+++ GIVEN TEXT +++

February 8 2023

Why Diversity Matters in Construction


While the construction industry is striving towards greater equality, diversity, and inclusion (EDI), it still lags behind most industries. The vast majority of UK construction workers are white men–14% are women and just 6% are BAME, according to Government data.

This makes for a serious risk of unconscious bias and acceptance of discriminatory behaviour as “normal”, driving out the underrepresented groups we want to attract. Examples reported by the Chartered Institute of Building include:

  • No female-sized PPE
  • Non-male toilets locked and used as storerooms–you have to ask a male supervisor for the key
  • Comments about people’s gender, appearance or sexuality
  • Excluding minority employees from conversations


Where we stand

Study after study has shown that more diverse teams perform better and have more innovative ideas. For example, a McKinsey report found that companies with over 30% of women executives were likely to outperform those with fewer. In 2019, companies in the top quartile for ethnic diversity were 36% more profitable than those in the bottom quartile. And the Equality and Human Rights Commission found that good EDI practice leads to a wider talent pool, a more diverse supply chain, more support for small businesses and better working relationships on site.

+++

# DIRECTIONS:
1. From the article on diversity in construction, list every example the Chartered Institute of Building reported of discriminatory behavior being accepted as normal.
2. Tally the lines in the rows that contain the string "road", treating case as significant, and give only the number.
The article on diversity in construction and the rows come from unrelated sources.

+++ STORED ROWS +++

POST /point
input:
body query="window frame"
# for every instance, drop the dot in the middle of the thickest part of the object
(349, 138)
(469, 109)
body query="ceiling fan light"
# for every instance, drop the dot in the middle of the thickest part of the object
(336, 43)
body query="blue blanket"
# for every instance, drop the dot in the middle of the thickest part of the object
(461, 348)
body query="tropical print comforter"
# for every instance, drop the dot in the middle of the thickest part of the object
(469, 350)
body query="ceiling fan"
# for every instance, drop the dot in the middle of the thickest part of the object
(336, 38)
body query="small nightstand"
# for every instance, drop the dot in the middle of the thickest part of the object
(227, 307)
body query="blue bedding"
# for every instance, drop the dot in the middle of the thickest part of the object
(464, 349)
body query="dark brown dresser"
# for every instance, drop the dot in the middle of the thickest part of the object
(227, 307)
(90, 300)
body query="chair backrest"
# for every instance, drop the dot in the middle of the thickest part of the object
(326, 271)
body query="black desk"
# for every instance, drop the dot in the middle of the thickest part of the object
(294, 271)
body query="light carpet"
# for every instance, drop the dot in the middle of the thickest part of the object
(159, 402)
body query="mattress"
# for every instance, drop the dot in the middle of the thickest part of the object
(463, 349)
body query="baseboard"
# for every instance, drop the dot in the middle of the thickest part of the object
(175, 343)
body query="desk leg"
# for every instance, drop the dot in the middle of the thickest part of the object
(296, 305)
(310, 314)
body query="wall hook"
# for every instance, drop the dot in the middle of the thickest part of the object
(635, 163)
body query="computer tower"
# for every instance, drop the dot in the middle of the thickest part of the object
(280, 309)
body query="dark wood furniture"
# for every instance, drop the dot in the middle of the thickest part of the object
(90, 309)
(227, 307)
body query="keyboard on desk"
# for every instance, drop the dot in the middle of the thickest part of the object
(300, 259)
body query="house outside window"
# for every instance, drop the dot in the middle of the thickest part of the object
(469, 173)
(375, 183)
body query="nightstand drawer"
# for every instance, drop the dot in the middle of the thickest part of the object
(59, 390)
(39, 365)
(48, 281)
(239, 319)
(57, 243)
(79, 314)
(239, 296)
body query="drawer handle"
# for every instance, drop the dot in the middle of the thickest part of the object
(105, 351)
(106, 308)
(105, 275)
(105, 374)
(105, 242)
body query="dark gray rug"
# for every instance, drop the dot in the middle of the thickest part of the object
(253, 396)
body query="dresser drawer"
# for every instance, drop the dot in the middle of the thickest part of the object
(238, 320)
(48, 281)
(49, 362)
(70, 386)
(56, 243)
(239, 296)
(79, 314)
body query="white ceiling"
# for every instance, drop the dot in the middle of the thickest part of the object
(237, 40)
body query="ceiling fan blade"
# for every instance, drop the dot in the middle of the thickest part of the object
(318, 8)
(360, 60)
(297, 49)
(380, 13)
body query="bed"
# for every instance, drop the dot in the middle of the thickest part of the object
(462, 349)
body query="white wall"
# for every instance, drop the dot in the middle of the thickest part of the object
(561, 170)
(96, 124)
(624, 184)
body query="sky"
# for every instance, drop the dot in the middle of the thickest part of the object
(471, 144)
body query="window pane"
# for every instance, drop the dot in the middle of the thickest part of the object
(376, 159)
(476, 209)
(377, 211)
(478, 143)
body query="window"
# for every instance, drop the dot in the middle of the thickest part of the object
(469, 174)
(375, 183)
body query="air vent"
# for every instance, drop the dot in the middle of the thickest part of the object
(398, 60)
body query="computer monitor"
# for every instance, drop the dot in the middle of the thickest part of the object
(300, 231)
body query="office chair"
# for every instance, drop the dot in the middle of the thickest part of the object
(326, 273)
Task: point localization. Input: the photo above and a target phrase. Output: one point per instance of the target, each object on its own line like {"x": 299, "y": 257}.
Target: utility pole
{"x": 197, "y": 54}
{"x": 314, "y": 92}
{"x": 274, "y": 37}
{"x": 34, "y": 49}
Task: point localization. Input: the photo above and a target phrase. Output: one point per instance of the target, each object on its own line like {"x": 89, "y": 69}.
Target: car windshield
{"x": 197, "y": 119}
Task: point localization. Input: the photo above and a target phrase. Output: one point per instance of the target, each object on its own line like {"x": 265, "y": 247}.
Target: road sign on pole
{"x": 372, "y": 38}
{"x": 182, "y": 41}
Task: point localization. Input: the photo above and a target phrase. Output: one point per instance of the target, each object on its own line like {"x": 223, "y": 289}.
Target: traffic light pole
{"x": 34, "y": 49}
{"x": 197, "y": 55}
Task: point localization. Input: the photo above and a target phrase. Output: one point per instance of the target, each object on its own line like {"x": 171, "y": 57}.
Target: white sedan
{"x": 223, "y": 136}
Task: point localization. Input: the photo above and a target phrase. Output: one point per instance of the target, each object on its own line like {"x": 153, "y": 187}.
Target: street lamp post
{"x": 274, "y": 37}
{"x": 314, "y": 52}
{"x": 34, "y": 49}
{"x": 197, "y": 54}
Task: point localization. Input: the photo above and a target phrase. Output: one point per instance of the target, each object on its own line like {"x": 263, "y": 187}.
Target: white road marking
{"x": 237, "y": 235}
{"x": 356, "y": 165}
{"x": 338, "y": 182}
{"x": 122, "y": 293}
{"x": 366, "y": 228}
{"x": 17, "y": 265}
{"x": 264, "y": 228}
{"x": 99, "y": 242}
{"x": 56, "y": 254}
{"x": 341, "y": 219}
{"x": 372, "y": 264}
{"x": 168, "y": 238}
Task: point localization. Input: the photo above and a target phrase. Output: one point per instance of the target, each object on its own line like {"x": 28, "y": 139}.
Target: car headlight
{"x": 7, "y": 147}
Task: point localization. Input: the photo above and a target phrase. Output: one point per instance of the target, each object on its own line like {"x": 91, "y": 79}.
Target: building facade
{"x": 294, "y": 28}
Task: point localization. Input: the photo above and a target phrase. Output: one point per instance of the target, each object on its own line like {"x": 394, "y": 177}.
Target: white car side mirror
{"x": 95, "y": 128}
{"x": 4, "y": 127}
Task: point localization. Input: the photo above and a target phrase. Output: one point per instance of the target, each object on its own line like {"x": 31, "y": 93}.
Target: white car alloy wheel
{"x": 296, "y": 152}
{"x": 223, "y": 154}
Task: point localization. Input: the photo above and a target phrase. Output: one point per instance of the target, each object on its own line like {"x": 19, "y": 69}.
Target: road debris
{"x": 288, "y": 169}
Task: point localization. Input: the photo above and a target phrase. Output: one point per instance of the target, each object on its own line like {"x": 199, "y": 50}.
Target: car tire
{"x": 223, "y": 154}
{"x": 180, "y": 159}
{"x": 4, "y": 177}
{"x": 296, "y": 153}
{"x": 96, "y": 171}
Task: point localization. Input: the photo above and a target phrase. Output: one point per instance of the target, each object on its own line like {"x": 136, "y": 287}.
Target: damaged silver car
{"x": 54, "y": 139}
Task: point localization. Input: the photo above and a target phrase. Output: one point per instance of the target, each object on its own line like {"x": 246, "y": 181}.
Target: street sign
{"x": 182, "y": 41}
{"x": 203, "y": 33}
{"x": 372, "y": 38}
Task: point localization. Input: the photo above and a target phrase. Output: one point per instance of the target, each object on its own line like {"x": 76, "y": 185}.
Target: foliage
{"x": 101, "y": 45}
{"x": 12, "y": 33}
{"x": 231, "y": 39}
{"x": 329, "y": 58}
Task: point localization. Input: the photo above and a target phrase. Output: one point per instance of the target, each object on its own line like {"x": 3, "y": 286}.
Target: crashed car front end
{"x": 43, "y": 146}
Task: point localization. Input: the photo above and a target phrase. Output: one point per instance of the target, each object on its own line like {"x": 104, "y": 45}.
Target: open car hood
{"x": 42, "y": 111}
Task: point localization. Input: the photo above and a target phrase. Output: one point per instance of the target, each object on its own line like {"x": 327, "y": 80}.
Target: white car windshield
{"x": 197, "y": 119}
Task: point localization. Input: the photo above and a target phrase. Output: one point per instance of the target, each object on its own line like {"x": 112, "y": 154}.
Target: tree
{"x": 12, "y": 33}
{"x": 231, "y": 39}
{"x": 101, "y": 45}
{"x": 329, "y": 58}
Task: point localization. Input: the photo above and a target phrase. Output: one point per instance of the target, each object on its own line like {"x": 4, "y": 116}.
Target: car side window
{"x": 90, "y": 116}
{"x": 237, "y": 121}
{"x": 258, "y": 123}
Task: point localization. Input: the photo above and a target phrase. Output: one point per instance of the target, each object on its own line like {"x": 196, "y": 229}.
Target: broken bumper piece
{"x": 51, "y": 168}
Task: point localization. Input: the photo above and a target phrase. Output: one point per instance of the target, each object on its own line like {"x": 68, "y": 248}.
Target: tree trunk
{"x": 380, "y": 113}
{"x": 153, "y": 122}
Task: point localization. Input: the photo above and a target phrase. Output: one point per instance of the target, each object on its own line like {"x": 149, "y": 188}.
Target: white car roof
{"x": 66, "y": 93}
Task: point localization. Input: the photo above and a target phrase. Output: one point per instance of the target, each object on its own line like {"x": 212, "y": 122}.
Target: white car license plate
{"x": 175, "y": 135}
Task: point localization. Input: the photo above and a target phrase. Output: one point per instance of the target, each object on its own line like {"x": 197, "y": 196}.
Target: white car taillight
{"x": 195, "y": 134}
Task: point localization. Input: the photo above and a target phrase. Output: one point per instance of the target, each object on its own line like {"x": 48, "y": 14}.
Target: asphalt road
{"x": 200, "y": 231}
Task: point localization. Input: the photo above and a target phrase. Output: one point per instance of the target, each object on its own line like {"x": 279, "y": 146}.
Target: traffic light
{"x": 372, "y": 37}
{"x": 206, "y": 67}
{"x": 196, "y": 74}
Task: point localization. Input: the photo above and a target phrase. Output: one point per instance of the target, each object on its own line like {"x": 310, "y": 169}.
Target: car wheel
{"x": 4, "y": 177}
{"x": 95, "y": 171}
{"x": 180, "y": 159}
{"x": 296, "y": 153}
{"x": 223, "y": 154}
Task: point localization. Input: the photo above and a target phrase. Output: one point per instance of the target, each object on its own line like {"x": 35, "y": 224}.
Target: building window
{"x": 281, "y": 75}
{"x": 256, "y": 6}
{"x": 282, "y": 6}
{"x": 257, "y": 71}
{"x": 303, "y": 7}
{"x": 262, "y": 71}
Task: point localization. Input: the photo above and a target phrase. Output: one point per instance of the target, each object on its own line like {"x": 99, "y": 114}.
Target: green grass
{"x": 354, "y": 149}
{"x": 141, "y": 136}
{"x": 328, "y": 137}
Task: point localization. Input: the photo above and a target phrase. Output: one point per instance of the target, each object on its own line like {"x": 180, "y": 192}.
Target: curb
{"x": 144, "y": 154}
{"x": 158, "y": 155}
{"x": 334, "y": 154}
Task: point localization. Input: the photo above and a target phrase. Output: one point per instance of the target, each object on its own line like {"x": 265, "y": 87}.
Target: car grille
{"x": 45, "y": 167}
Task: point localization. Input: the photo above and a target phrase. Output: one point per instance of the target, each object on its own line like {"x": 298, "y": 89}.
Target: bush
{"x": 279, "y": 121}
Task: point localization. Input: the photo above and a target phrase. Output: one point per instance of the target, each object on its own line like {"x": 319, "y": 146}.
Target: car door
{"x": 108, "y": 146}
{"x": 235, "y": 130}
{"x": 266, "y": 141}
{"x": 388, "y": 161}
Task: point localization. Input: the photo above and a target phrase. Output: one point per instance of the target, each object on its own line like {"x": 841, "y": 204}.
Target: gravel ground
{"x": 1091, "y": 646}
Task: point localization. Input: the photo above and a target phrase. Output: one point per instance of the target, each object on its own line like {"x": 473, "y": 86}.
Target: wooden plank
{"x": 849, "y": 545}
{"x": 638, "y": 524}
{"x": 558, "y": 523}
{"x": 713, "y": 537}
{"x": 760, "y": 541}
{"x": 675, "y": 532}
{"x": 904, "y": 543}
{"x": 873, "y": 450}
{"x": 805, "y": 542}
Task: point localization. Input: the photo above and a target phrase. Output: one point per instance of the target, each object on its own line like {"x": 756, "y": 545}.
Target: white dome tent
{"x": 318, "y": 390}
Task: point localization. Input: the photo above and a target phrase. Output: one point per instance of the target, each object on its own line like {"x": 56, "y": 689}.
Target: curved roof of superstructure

+++

# ANSWERS GIVEN:
1.
- No female-sized PPE
- Non-male toilets locked and used as storerooms, so you have to ask a male supervisor for the key
- Comments about people's gender, appearance or sexuality
- Excluding minority employees from conversations

2. 4